### Provided records
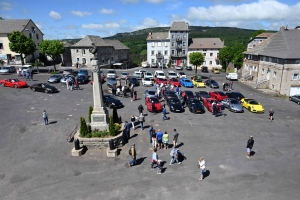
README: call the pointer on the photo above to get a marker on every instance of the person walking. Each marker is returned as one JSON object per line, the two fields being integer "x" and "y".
{"x": 142, "y": 120}
{"x": 174, "y": 155}
{"x": 175, "y": 138}
{"x": 159, "y": 135}
{"x": 166, "y": 140}
{"x": 201, "y": 165}
{"x": 141, "y": 109}
{"x": 132, "y": 119}
{"x": 154, "y": 158}
{"x": 45, "y": 117}
{"x": 250, "y": 144}
{"x": 133, "y": 155}
{"x": 271, "y": 113}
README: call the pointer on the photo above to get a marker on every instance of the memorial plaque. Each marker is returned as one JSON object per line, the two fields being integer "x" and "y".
{"x": 98, "y": 119}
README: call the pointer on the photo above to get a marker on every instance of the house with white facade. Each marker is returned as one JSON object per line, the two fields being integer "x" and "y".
{"x": 210, "y": 48}
{"x": 275, "y": 63}
{"x": 25, "y": 26}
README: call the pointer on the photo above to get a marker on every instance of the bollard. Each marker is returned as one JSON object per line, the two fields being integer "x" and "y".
{"x": 76, "y": 142}
{"x": 111, "y": 144}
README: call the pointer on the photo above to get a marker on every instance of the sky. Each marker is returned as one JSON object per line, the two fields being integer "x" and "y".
{"x": 68, "y": 19}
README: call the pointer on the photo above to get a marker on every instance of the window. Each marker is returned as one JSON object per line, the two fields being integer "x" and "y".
{"x": 295, "y": 77}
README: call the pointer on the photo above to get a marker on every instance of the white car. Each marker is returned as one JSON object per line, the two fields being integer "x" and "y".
{"x": 172, "y": 74}
{"x": 148, "y": 75}
{"x": 181, "y": 75}
{"x": 111, "y": 73}
{"x": 159, "y": 74}
{"x": 147, "y": 82}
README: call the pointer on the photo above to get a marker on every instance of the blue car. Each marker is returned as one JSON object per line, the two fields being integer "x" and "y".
{"x": 185, "y": 82}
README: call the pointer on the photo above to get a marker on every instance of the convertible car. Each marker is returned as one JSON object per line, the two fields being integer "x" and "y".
{"x": 13, "y": 83}
{"x": 252, "y": 105}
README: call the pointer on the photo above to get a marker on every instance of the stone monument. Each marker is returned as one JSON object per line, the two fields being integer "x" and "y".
{"x": 99, "y": 117}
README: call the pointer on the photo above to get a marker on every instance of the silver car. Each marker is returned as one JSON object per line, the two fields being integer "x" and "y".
{"x": 233, "y": 105}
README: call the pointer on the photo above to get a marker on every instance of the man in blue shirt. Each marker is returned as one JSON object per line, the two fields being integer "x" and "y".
{"x": 159, "y": 135}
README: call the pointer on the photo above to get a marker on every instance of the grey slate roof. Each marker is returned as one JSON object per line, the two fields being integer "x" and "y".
{"x": 158, "y": 36}
{"x": 284, "y": 44}
{"x": 206, "y": 43}
{"x": 99, "y": 42}
{"x": 179, "y": 26}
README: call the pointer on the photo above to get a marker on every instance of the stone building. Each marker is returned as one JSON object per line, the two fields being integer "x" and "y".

### What you have to do
Retype all of the data above line for line without altering a single character, and leave the picture out of your answer.

### The output
README: call the pointer on the photo above to get a marker on every instance of the person walking. Each marker is returned as one JSON object per line, the two fields being integer "x" and "y".
{"x": 142, "y": 120}
{"x": 174, "y": 155}
{"x": 175, "y": 138}
{"x": 159, "y": 135}
{"x": 166, "y": 140}
{"x": 201, "y": 165}
{"x": 141, "y": 109}
{"x": 132, "y": 119}
{"x": 154, "y": 158}
{"x": 45, "y": 117}
{"x": 250, "y": 144}
{"x": 133, "y": 155}
{"x": 271, "y": 113}
README: call the pointer on the photo above to get a marker on every instance of the memorial plaque. Each marker is returned as one JSON object per line, the two fields being integer "x" and "y".
{"x": 98, "y": 119}
README: call the pointer on the photo above to get a marker on every instance of the house with white facade. Each marker is returned as one JSON object per line, the two fields being integer "x" and "y".
{"x": 210, "y": 48}
{"x": 275, "y": 63}
{"x": 25, "y": 26}
README: call the pointer on the photo above to get a marker on every instance of the bollard. Each marker is returned as one JSON object per line, the two fields being integer "x" and "y".
{"x": 76, "y": 142}
{"x": 111, "y": 144}
README: call the pointer on the photo above to get a marker on every instance of the sky. Each marker is returned as one JSON object per line, the two fields being integer "x" and "y".
{"x": 68, "y": 19}
README: call the pointer on the photo above to get a marker on every instance of the window. Each marker is returned as one JSON object per line, the two fields being integer "x" and "y".
{"x": 295, "y": 77}
README: call the pointer on the photo above to get a marker on every instance of the white car. Each marker is returned as one JSON object per line, the two fields being integer "x" and "y".
{"x": 172, "y": 74}
{"x": 148, "y": 75}
{"x": 181, "y": 75}
{"x": 111, "y": 73}
{"x": 159, "y": 74}
{"x": 147, "y": 82}
README: call the pointer on the photo above to get a marker on every instance of the blue car. Each marker is returned as one JSON object per line, the two fields being integer "x" and "y".
{"x": 185, "y": 82}
README: call the pointer on the photo above to get a marker on every instance of the convertible car. Each marker is returned as one JSON object per line, the two fields being integer "x" and "y".
{"x": 13, "y": 83}
{"x": 252, "y": 105}
README: call the pointer on the photo above to get a marker on every instance of the stone monument. Each marker is returned as one JSON object per line, the two fields being integer "x" and "y".
{"x": 99, "y": 117}
README: call the pointer on the photo above to get a marker on every instance of the silver car. Each marker is returned as one JSON object per line, the two fields being integer "x" and "y".
{"x": 233, "y": 105}
README: call the pointer on the photo above to get a marker on every instance of the man in blue shirt. Each marker is returned as one JSON object per line, the two fields being integer "x" and "y".
{"x": 159, "y": 135}
README: call the pointer on the photo above to get a marker on every instance of the grey slate roof. Each marker is returned as one JSON object per line, the two fields being integer "x" and "y".
{"x": 158, "y": 36}
{"x": 284, "y": 44}
{"x": 206, "y": 43}
{"x": 99, "y": 42}
{"x": 179, "y": 26}
README: call the pointer on the photo above to get a marker on every instance of the stone building. Each marker is returned as one JSON object per line, the two fields being integer "x" and "y".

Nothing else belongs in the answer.